Referring expression data:

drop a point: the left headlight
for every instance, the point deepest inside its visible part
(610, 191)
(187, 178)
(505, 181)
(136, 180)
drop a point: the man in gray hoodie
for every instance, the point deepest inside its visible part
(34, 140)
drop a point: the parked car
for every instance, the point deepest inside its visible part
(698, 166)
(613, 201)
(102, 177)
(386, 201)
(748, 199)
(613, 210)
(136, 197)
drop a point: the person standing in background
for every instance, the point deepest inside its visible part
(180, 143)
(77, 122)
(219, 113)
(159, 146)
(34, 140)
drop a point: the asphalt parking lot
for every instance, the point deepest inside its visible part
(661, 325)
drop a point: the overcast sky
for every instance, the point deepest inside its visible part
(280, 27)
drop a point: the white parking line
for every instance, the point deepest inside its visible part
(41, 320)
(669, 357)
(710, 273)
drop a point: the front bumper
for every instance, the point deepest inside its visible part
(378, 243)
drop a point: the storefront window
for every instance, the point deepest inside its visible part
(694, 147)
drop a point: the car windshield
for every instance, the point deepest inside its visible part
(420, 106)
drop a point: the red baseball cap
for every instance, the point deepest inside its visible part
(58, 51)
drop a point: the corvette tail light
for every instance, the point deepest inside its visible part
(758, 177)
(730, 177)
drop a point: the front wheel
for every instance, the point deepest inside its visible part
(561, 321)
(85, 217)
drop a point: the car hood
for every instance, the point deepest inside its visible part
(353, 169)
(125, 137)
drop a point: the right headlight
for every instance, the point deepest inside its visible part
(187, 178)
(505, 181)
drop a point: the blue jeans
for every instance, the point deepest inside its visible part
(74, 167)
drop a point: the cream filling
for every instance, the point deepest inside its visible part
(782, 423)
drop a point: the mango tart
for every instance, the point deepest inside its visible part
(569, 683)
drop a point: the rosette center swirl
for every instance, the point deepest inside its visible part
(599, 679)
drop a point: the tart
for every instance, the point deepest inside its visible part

What is expected: Please transcribe the records exactly from their first line through the line holding "drop a point: the corvette tail light", and leave out all others.

Written answer:
drop a point: the left headlight
for every instance, the point deepest inside its visible part
(610, 191)
(187, 178)
(505, 181)
(136, 180)
drop a point: the man in gray hoodie
for every instance, the point deepest inside its visible part
(34, 140)
drop a point: the parked car
for every instance, the point deepest inside its visible part
(698, 166)
(613, 201)
(102, 177)
(386, 201)
(748, 199)
(613, 210)
(136, 197)
drop a point: the person standing in background
for every instance, the point deepest inside its visible part
(180, 143)
(77, 122)
(219, 113)
(159, 146)
(34, 140)
drop a point: the asphalt parking lot
for every instance, the point deepest inside its visible part
(661, 325)
drop a point: the overcast sky
for every instance, the point deepest inside its visible part
(280, 27)
drop a point: the white parking line
for every instance, the point deepest inside its visible part
(41, 320)
(669, 357)
(710, 273)
drop a point: the front bumper
for every instance, the point deepest inside its visible part
(378, 243)
drop a point: the storefront window
for every instance, the point deepest inside its visible part
(694, 147)
drop a point: the car windshield
for every instance, the point deepest inside its visible part
(420, 106)
drop a point: the red baseball cap
for every instance, the point deepest inside its visible part
(58, 51)
drop a point: the corvette tail light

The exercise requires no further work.